# Aim:
Quote exactly, and only, the lines from the one with "Would you be so kind as to locate the framed photo" through the end of the listing.

-------- Records shown --------

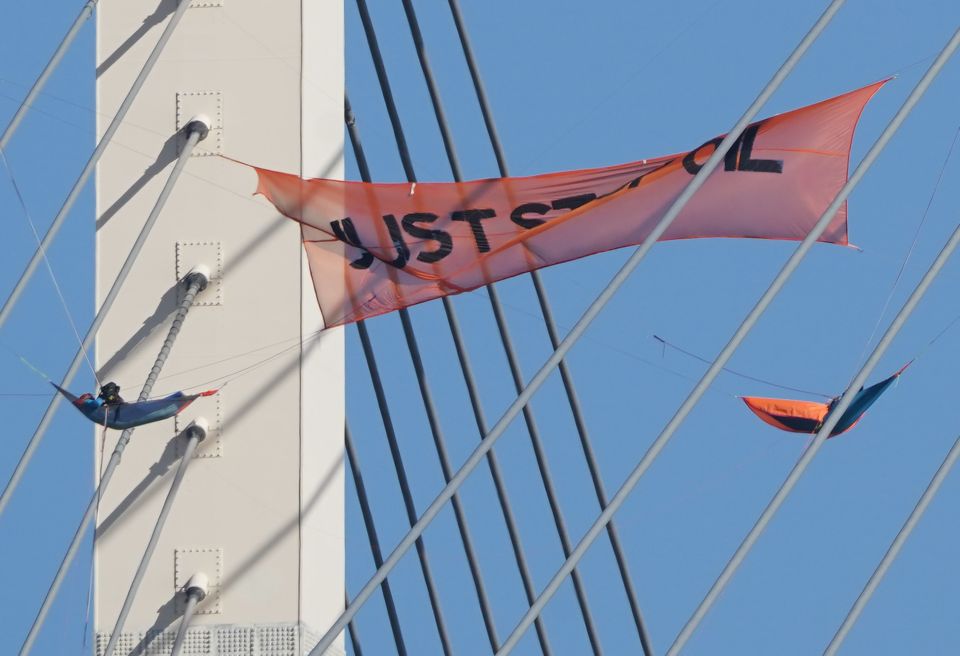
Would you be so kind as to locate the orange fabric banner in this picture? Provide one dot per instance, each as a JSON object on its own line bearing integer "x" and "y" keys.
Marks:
{"x": 378, "y": 247}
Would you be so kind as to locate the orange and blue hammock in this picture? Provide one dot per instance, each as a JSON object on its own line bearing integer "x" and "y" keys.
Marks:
{"x": 121, "y": 416}
{"x": 808, "y": 416}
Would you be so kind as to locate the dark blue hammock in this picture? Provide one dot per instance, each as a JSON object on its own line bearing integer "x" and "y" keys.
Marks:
{"x": 120, "y": 416}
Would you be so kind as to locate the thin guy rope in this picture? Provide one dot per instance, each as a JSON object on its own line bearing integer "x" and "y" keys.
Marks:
{"x": 913, "y": 245}
{"x": 195, "y": 135}
{"x": 585, "y": 320}
{"x": 47, "y": 71}
{"x": 54, "y": 228}
{"x": 93, "y": 506}
{"x": 91, "y": 164}
{"x": 731, "y": 347}
{"x": 859, "y": 379}
{"x": 46, "y": 261}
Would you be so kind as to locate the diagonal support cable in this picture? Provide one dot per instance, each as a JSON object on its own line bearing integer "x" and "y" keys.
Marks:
{"x": 576, "y": 332}
{"x": 194, "y": 433}
{"x": 404, "y": 484}
{"x": 505, "y": 338}
{"x": 467, "y": 369}
{"x": 553, "y": 334}
{"x": 374, "y": 540}
{"x": 47, "y": 71}
{"x": 411, "y": 340}
{"x": 739, "y": 335}
{"x": 54, "y": 228}
{"x": 894, "y": 550}
{"x": 89, "y": 168}
{"x": 352, "y": 629}
{"x": 859, "y": 379}
{"x": 194, "y": 281}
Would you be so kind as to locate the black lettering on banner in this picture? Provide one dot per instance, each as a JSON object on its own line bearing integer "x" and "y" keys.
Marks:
{"x": 573, "y": 202}
{"x": 690, "y": 159}
{"x": 517, "y": 215}
{"x": 403, "y": 252}
{"x": 747, "y": 163}
{"x": 633, "y": 184}
{"x": 474, "y": 217}
{"x": 348, "y": 235}
{"x": 410, "y": 222}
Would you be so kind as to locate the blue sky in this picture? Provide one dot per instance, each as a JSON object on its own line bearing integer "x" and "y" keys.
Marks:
{"x": 574, "y": 85}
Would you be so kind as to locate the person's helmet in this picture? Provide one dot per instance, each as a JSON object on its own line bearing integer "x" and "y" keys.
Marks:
{"x": 110, "y": 389}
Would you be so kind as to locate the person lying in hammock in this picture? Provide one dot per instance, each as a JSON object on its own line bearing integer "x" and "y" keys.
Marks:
{"x": 808, "y": 416}
{"x": 110, "y": 410}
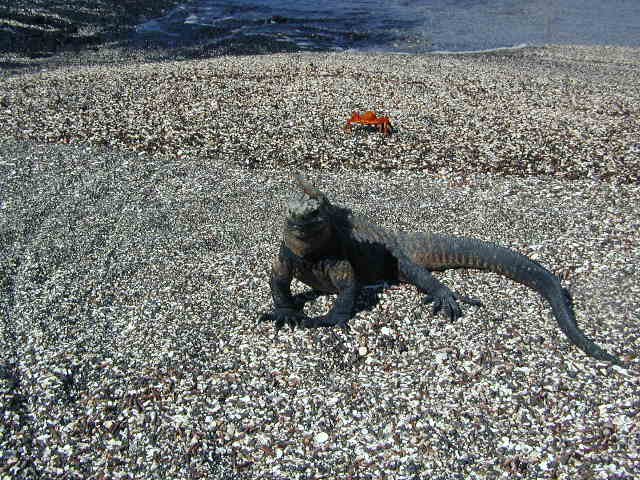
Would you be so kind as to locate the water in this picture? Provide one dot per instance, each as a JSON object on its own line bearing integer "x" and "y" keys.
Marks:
{"x": 411, "y": 26}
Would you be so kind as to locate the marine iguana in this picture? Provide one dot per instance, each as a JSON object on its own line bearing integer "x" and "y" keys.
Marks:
{"x": 332, "y": 250}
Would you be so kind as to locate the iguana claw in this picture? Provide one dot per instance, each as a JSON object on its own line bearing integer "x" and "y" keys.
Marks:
{"x": 447, "y": 301}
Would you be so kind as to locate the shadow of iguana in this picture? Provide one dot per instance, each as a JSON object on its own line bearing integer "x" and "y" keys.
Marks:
{"x": 332, "y": 250}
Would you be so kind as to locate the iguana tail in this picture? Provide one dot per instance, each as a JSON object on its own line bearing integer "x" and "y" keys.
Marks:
{"x": 445, "y": 252}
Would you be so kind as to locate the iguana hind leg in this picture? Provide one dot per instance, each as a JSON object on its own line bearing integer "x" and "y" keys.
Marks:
{"x": 443, "y": 298}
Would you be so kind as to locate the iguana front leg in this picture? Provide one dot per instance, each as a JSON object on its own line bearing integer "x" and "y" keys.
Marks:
{"x": 286, "y": 310}
{"x": 343, "y": 278}
{"x": 443, "y": 297}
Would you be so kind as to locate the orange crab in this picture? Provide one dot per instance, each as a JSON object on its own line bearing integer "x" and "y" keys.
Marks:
{"x": 369, "y": 118}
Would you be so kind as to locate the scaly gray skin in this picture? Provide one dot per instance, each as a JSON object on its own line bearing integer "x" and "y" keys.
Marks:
{"x": 334, "y": 251}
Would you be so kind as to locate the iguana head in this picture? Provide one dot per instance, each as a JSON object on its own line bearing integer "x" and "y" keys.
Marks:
{"x": 307, "y": 226}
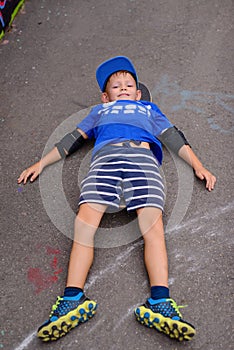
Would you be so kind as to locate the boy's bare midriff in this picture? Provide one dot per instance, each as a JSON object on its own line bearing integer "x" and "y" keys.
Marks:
{"x": 131, "y": 143}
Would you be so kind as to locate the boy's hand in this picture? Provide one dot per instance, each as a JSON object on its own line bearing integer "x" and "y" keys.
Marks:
{"x": 33, "y": 170}
{"x": 203, "y": 174}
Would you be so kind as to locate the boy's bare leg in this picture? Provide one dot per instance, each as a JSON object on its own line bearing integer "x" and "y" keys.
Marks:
{"x": 82, "y": 253}
{"x": 72, "y": 310}
{"x": 159, "y": 312}
{"x": 155, "y": 254}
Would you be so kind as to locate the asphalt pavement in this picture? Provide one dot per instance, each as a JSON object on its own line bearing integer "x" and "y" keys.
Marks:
{"x": 183, "y": 50}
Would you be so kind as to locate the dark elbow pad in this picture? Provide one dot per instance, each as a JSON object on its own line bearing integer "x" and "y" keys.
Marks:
{"x": 70, "y": 143}
{"x": 173, "y": 139}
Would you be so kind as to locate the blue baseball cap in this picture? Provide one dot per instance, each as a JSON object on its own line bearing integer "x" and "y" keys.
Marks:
{"x": 111, "y": 66}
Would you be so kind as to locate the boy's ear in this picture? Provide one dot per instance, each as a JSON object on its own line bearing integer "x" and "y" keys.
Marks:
{"x": 138, "y": 95}
{"x": 105, "y": 97}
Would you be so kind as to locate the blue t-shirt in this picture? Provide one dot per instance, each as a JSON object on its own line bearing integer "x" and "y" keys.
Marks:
{"x": 123, "y": 120}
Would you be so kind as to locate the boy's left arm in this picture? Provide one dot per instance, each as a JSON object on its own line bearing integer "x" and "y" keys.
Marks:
{"x": 187, "y": 154}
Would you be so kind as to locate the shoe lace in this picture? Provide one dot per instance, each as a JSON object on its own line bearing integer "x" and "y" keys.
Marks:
{"x": 55, "y": 306}
{"x": 177, "y": 307}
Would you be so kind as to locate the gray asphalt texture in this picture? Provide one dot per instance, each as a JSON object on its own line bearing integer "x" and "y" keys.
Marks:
{"x": 183, "y": 50}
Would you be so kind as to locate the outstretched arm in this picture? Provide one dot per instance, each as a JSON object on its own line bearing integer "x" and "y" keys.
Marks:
{"x": 34, "y": 170}
{"x": 201, "y": 172}
{"x": 68, "y": 145}
{"x": 175, "y": 140}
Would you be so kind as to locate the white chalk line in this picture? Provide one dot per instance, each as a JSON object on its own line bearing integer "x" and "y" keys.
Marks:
{"x": 122, "y": 257}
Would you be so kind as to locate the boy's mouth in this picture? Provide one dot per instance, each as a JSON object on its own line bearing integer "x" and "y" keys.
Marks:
{"x": 123, "y": 94}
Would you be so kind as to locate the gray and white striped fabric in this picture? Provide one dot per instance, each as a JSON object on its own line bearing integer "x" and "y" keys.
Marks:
{"x": 124, "y": 173}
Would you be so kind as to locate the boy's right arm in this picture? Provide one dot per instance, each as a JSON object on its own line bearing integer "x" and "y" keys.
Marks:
{"x": 69, "y": 144}
{"x": 34, "y": 170}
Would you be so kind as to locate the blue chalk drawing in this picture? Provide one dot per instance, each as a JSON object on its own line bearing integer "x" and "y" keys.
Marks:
{"x": 187, "y": 101}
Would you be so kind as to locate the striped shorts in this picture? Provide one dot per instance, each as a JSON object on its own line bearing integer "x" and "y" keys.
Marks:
{"x": 123, "y": 175}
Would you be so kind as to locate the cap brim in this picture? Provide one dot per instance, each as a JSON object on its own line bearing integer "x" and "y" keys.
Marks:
{"x": 111, "y": 66}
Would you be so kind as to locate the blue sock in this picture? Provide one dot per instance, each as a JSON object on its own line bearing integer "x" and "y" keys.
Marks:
{"x": 72, "y": 291}
{"x": 159, "y": 292}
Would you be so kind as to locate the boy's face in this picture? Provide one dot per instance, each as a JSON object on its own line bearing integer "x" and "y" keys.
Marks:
{"x": 121, "y": 86}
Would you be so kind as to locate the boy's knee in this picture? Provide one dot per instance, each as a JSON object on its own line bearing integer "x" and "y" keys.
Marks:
{"x": 150, "y": 219}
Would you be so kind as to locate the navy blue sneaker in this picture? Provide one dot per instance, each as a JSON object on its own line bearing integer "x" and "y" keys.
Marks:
{"x": 66, "y": 314}
{"x": 164, "y": 315}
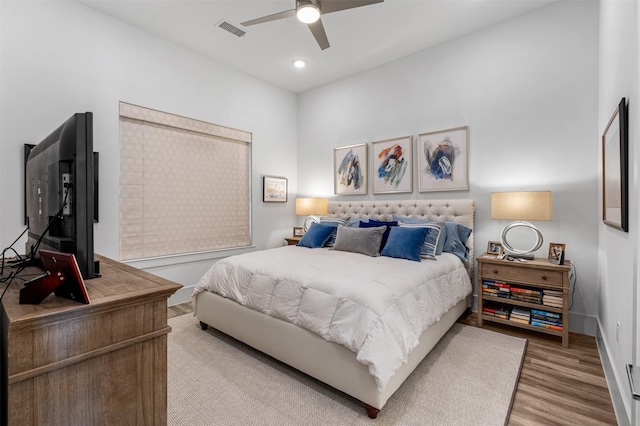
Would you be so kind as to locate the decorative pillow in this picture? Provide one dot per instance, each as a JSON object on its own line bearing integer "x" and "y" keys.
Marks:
{"x": 334, "y": 222}
{"x": 414, "y": 220}
{"x": 456, "y": 239}
{"x": 405, "y": 242}
{"x": 373, "y": 223}
{"x": 359, "y": 240}
{"x": 428, "y": 250}
{"x": 316, "y": 236}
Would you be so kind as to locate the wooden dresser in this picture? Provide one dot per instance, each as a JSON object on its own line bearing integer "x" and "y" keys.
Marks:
{"x": 99, "y": 364}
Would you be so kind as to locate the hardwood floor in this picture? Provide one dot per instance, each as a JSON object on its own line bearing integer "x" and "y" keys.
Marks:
{"x": 557, "y": 386}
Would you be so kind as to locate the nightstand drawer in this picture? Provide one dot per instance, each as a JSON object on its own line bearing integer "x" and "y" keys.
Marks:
{"x": 519, "y": 274}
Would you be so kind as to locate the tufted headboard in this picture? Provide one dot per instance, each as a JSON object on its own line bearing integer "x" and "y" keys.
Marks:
{"x": 461, "y": 211}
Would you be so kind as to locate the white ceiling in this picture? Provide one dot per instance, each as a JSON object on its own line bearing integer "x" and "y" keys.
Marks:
{"x": 360, "y": 38}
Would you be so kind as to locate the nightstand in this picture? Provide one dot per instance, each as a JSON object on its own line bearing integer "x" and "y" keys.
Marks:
{"x": 509, "y": 291}
{"x": 292, "y": 241}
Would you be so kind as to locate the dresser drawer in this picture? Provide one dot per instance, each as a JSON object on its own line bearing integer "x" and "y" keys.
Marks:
{"x": 522, "y": 275}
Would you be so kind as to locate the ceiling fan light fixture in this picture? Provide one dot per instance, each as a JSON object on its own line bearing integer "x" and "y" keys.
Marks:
{"x": 308, "y": 12}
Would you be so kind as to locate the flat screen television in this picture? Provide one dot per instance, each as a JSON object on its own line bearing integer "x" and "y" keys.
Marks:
{"x": 61, "y": 183}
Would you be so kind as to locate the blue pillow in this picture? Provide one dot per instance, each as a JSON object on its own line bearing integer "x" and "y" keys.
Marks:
{"x": 316, "y": 236}
{"x": 456, "y": 240}
{"x": 405, "y": 243}
{"x": 428, "y": 250}
{"x": 375, "y": 223}
{"x": 414, "y": 220}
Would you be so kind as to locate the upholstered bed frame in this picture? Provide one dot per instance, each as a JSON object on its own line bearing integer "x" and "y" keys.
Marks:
{"x": 326, "y": 361}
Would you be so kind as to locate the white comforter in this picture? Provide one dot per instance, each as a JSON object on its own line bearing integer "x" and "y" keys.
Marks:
{"x": 375, "y": 306}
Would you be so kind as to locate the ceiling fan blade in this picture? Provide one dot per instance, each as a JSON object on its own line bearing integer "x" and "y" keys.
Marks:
{"x": 268, "y": 18}
{"x": 328, "y": 6}
{"x": 317, "y": 29}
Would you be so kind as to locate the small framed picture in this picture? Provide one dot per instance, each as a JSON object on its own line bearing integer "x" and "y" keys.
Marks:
{"x": 556, "y": 253}
{"x": 274, "y": 189}
{"x": 494, "y": 247}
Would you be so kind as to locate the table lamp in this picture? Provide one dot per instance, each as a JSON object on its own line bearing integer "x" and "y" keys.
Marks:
{"x": 521, "y": 206}
{"x": 311, "y": 207}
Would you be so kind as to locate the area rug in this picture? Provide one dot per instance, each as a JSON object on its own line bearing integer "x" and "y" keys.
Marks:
{"x": 469, "y": 378}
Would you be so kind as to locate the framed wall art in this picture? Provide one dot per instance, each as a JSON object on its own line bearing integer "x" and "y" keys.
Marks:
{"x": 274, "y": 189}
{"x": 443, "y": 160}
{"x": 392, "y": 169}
{"x": 556, "y": 253}
{"x": 615, "y": 170}
{"x": 350, "y": 169}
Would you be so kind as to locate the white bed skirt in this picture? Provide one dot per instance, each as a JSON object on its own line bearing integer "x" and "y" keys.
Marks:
{"x": 328, "y": 362}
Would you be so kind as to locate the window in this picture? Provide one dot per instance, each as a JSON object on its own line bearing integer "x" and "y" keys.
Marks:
{"x": 184, "y": 185}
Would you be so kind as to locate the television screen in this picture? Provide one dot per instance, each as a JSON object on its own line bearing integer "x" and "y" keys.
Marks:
{"x": 61, "y": 193}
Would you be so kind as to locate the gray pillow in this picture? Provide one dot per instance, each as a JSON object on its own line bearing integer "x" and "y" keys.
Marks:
{"x": 359, "y": 240}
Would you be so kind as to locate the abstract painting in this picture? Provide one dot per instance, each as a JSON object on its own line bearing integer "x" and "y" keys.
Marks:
{"x": 392, "y": 165}
{"x": 350, "y": 169}
{"x": 443, "y": 161}
{"x": 274, "y": 189}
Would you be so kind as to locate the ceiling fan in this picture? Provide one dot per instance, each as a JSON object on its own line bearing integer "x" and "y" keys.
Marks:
{"x": 309, "y": 11}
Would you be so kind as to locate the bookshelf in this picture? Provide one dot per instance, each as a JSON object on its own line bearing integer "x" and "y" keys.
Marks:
{"x": 532, "y": 295}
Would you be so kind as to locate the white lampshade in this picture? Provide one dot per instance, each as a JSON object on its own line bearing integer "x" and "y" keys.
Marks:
{"x": 308, "y": 13}
{"x": 523, "y": 205}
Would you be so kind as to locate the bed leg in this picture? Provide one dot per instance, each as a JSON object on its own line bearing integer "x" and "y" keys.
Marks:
{"x": 372, "y": 412}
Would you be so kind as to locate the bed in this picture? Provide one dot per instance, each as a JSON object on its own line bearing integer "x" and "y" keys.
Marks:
{"x": 349, "y": 361}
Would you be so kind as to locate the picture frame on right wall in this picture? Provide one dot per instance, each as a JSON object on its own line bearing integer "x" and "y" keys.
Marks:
{"x": 615, "y": 169}
{"x": 443, "y": 160}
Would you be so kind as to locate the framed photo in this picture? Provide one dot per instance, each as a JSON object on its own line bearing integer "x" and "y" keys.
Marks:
{"x": 443, "y": 160}
{"x": 350, "y": 169}
{"x": 494, "y": 247}
{"x": 615, "y": 170}
{"x": 556, "y": 253}
{"x": 392, "y": 169}
{"x": 274, "y": 189}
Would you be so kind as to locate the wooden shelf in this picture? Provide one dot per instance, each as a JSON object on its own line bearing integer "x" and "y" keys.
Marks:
{"x": 537, "y": 274}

--------

# The reply:
Would you be so kind as to locate the framed photo in this picture? Provide one dot per instance, each as a JSON object on its own line bearing integer "x" and "y" keys.
Marks:
{"x": 443, "y": 160}
{"x": 350, "y": 169}
{"x": 494, "y": 247}
{"x": 615, "y": 170}
{"x": 556, "y": 253}
{"x": 392, "y": 169}
{"x": 274, "y": 189}
Would you be so kind as to locate the wooden shelf in this picture? Provide one dot per instance, each as a JSON object on its own line bearing integer "x" and "y" keys.
Marks:
{"x": 537, "y": 274}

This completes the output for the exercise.